*Source data*
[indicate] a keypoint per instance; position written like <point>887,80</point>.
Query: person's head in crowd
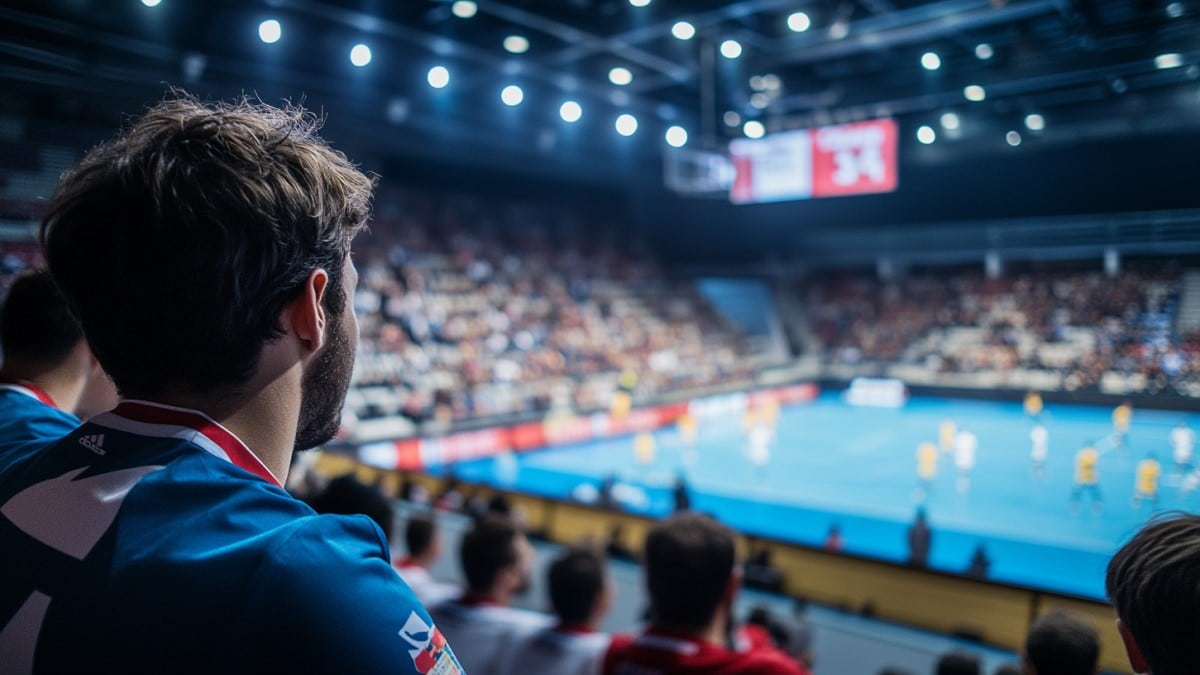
<point>958,663</point>
<point>423,541</point>
<point>42,344</point>
<point>1061,643</point>
<point>691,574</point>
<point>579,587</point>
<point>1155,585</point>
<point>205,252</point>
<point>346,495</point>
<point>497,560</point>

*Work instruction*
When you copy the records above, keep every word exact but leave out the pictures.

*Response for this exercise*
[indicate] a keypoint per instance; position written like <point>887,80</point>.
Query: person's head in crowd
<point>958,663</point>
<point>423,541</point>
<point>42,344</point>
<point>1061,643</point>
<point>691,574</point>
<point>579,587</point>
<point>1155,585</point>
<point>205,252</point>
<point>346,495</point>
<point>497,560</point>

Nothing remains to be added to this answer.